Required work:
a - In the forum thread on pearlescent and metallic paint, why does piloTT say most car paints now are quite soft? Answer in one to three sentences.
b - List the username of every person who posts in the forum thread on pearlescent and metallic paint, counting each person once.

## start Source document

# Pearlescent vs Metallic



## drew_TTC2 (Jul 18, 2007)

Would someone mind confirming for me the difference between Pearlescent and Metallic paint and between the Phantom and Brilliant blacks? Couldn't see any difference on the stickies.

Seems a bit of a daft question but i'm not sure if i am paying out for something worthwhile or not (Phantom over Brilliant).

Thanks for your help

:?


----------



## piloTT (Jan 19, 2004)

Brilliant black is a "solid"colour and Phantom is a pearlescant paint.

Both metallic and pearl paints have small particles in the paint that reflect light at random angles. Both these paints have a clear coat over the base metallic (or pearl) paint. the difference between metallic and pearl is that metallic has tiny aluminium particles and the pearl has syntheticparticles that give a different kind of shine showing slight shades of other colours. To the untrained eye though, they look the same.


----------



## drew_TTC2 (Jul 18, 2007)

is the pearl a stronger paint then; less likely to damage with washing and stone chips?


----------



## piloTT (Jan 19, 2004)

Think they are all the same to be honest. Most car paints now are quite soft due to the fact that they are water based. Older car paints with all those nasty chemicals were much more resiliant.


----------



## FinFerNan (Feb 28, 2007)

piloTT said:


> Most car paints now are quite soft due to the fact that they are water based. Older car paints with all those nasty chemicals were much more resiliant.


That's what I had heard too (on here!)

But Jack in the Box says not. He says water based paints are *harder* and more brittle and therefore prone to chipping


----------



## drew_TTC2 (Jul 18, 2007)

## end Source document
## start Provided records

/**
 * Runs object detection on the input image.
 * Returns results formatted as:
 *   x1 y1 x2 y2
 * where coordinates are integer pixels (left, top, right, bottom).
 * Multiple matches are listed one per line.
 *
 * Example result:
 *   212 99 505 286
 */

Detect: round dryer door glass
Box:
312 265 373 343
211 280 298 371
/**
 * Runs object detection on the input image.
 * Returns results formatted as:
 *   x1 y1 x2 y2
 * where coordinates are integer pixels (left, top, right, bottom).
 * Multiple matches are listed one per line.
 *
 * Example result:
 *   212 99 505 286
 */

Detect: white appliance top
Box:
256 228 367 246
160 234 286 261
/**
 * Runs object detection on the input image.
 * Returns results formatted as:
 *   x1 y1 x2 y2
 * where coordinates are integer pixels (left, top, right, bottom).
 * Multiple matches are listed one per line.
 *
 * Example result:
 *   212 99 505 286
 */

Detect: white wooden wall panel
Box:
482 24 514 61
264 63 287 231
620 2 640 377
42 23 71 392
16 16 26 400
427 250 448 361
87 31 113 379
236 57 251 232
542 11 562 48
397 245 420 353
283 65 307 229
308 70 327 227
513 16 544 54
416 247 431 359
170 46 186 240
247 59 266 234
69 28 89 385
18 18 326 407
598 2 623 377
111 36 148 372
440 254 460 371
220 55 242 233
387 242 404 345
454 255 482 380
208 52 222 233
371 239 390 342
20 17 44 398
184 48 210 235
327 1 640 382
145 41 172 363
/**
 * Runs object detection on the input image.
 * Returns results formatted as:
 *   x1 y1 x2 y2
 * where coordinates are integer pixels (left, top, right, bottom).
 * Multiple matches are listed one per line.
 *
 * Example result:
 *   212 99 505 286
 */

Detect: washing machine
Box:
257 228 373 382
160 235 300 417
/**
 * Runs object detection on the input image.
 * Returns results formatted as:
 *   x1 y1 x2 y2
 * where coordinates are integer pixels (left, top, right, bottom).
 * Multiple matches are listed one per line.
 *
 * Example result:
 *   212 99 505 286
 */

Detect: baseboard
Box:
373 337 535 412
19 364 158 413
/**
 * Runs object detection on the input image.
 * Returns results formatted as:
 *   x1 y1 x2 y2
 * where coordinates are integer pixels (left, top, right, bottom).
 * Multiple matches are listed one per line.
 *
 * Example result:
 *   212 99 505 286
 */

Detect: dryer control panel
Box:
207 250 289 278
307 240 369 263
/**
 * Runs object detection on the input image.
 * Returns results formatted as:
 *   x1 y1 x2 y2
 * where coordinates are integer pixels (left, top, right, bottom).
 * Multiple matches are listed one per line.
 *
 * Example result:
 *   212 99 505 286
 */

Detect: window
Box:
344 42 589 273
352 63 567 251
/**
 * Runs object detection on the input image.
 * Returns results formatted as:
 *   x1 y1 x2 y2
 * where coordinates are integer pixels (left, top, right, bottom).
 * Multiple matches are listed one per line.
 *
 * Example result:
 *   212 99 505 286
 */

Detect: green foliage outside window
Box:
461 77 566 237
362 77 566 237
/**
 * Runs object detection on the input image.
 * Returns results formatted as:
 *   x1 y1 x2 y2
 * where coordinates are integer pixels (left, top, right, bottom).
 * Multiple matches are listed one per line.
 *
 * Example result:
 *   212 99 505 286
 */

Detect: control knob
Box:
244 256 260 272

## end Provided records

Responses to the exercise:
a - piloTT says most car paints now are quite soft because they are water based. Older car paints, which contained harsher chemicals, were much more resilient.

b - drew_TTC2, piloTT, FinFerNan